══ Extrait de page
8,8 et 9 : les frères de la jeune femme
Si elle est un rempart, nous construirons sur elle
des créneaux en argent ; si elle est une porte, nous la fermerons avec une
planche de cèdre.
La réflexion des frères de la Sulamite, au sujet de sa petite sœur,
est un modèle du genre. Elle manifeste à la fois le respect qu’ils ont pour sa
personne et le souci de sa protection. Les frères de la Sulamite n’adoptent pas
à son égard une position arbitraire. Ils envisagent deux options et adaptent
leur attitude à son égard en fonction de celle qu’elle démontrera. Si leur
jeune sœur fait preuve de fermeté et de maturité dans cette question, elle peut
savoir qu’elle peut compter sur eux pour la soutenir. Ils seront pour elle ce
que sont des tours de guets, ou des créneaux pour un rempart. Un créneau est
une ouverture contrôlée, pratiquée au sommet d’un rempart. Elle permet aux
défenseurs des murailles de voir les assaillants et de tirer des projectiles. Si,
en revanche, la jeune fille montre, par sa naïveté, une ouverture aux hommes trop
grande, ils veilleront à la sauver d’elle-même en prenant les mesures qui s’imposent.
L’esprit de responsabilité qui les anime est l’exemple même de celui qui
devrait avoir cours dans la communion fraternelle. Il ne verse ni dans une
ingérence trop forte, ni dans un laisser-faire coupable. Il incarne l’exhortation
de l’Ecriture à ce sujet : « Exhortez-vous les uns les autres
chaque jour, aussi longtemps qu’on peut dire : Aujourd’hui ! afin qu’aucun
de vous ne s’endurcisse par la séduction du péché : Hébreux 3,13. » Heureuses la famille et la
communauté qui font preuve à ce point de la préoccupation de ses membres !
8,10 et 11 : la jeune femme
Je suis un rempart et mes seins sont comme des tours. A ses yeux, j’ai été pareille à celle qui trouve la paix.
Reprenant la rhétorique de ses frères, la Sulamite exprime le sentiment qui est le sien, parvenue au dénouement de son épreuve. Non ! Dans son for intérieur, elle n’était pas prête, comme une porte ouverte, à accueillir sans résistance les propositions flatteuses qui lui étaient faites. Son cœur était une place forte qui abritait un amour secret. Il n’avait pas de place en son sein pour un autre objet que lui. Cette volonté, la Sulamite l’a fait valoir en réservant ses charmes uniquement à celui qu’elle aime. Quiconque tenterait de s’en emparer devait s’attendre à une riposte nourrie et déterminée. La fermeté de la Sulamite, non seulement l’a rendue victorieuse, mais lui a assuré la paix. La position résolue qu’elle a adoptée l’a délivré des tiraillements qu’engendre l’indécision. Le roi a dû s’y résoudre : la belle jeune fille de la campagne qu’il voulait annexer à son harem ne sera pas à lui. Il va devoir s’y faire. Et s’il ne l’a pas encore compris, elle va le lui signifier clairement.
════
# [Tâches à réaliser]
1 > Selon le commentaire sur les frères de la Sulamite, comment est défini un créneau ?
2 > Poursuivez le commentaire sur la Sulamite à partir de sa dernière phrase.
══ Données fournies
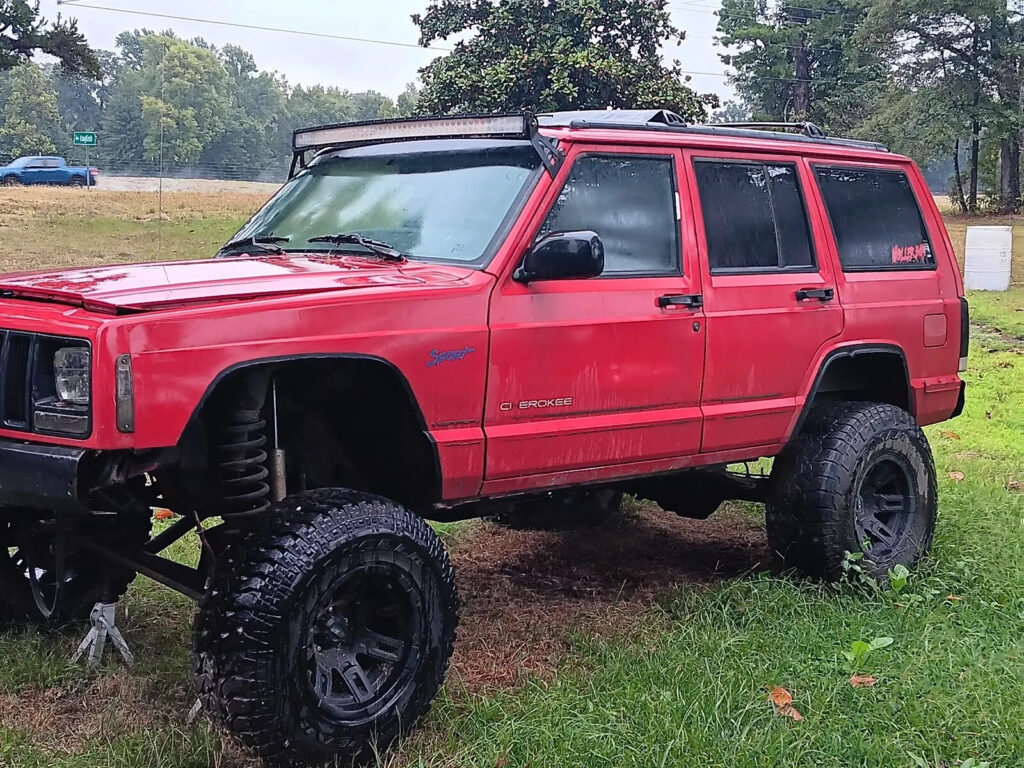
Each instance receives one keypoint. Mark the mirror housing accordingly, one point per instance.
(573, 255)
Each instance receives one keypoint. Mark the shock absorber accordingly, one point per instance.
(242, 466)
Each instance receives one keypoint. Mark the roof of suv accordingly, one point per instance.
(653, 126)
(665, 121)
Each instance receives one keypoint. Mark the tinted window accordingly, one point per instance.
(754, 216)
(630, 202)
(876, 219)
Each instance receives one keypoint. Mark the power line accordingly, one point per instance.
(306, 33)
(220, 23)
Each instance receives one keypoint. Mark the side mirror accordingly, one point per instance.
(563, 256)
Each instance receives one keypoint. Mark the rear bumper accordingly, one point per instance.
(36, 476)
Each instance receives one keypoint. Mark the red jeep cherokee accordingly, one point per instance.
(450, 317)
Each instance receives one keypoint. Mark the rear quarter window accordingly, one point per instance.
(876, 219)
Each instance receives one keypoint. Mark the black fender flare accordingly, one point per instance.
(280, 360)
(847, 352)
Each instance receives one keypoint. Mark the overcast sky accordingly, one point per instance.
(355, 66)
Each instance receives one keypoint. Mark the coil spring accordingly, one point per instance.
(242, 466)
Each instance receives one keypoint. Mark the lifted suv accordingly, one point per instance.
(404, 332)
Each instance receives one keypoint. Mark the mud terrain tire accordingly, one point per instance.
(326, 635)
(858, 471)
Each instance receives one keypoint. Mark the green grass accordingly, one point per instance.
(688, 687)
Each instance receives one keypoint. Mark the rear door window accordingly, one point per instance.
(754, 215)
(876, 219)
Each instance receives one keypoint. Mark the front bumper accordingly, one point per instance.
(42, 477)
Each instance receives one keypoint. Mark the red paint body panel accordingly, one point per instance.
(625, 387)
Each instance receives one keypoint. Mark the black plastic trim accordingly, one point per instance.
(965, 328)
(711, 130)
(813, 268)
(853, 350)
(41, 477)
(283, 359)
(961, 401)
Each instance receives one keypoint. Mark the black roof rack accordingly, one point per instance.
(806, 128)
(663, 120)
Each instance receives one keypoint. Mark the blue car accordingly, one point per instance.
(46, 170)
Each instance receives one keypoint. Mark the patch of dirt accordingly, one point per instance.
(525, 592)
(68, 719)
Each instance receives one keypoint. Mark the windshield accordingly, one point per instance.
(440, 201)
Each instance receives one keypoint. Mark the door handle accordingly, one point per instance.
════
# [Liste des réponses]
1 > Un créneau est une ouverture contrôlée, pratiquée au sommet d'un rempart.

2 >
Salomon
avait une vigne à Baal-Hamon. Il a confié la vigne à des gardiens : chacun
apportait 1 000 pièces d’argent pour récolter son fruit. Ma vigne à moi,
je la garde. A toi, Salomon, les 1 000 pièces d’argent, et 200 à
ceux qui gardent son fruit.
En tant que souverain, Salomon
avait l’habitude d’obtenir ce qu’il voulait. Il n’avait nul besoin d’ailleurs
de s’occuper lui-même de ses affaires. Il déléguait la responsabilité de la
gestion de ses biens à des serviteurs qui lui en rapportaient le fruit chaque
année : 1 Rois 10,25. Il en était de l’or,
des vêtements, des chevaux ou des armes de Salomon comme de ses femmes. Le roi
envoyait ses émissaires un peu partout dans les pays environnants pour en
acquérir de nouvelles : 1 Rois 11,1-2. Avec
la Sulamite, le roi devra apprendre qu’il n’a pas à faire avec une femme qu’il
peut acheter. Si belle, si désirable soit-elle, c’est elle seule qui décide à
qui elle se donne. Prisonnière de l’amour qu’elle porte à celui qu’elle aime,
elle se réserve à lui seul. Les serviteurs de Salomon, venus pour réclamer ce
qu’il croit être son dû, en seront pour leur frais. Ils rentreront bredouille
vers leur maître, porteur d’un message qu’il a besoin d’entendre. Une femme n’est
pas une marchandise, un bien matériel. C’est un cœur, une âme, une personne.
Aimer comme Salomon aime n’est pas aimer. C’est jouir, profiter, satisfaire des
désirs. L’amour véritable est exclusif. On peut aimer des vêtements de
différentes couleurs, des meubles faits de bois différent. Mais on aime
entièrement un seul être. Quand bien même Salomon paierait le prix fort, il n’aurait
pas la Sulamite. Elle est une femme libre d’aimer qui elle veut et tient à le
rester. Que sa liberté courageuse nous inspire dans l’amour exclusif que nous
portons à Jésus-Christ, notre bien-aimé.
8,13 :
le berger
Habitante des jardins, des
compagnons prêtent attention à ta voix. Fais-la moi entendre !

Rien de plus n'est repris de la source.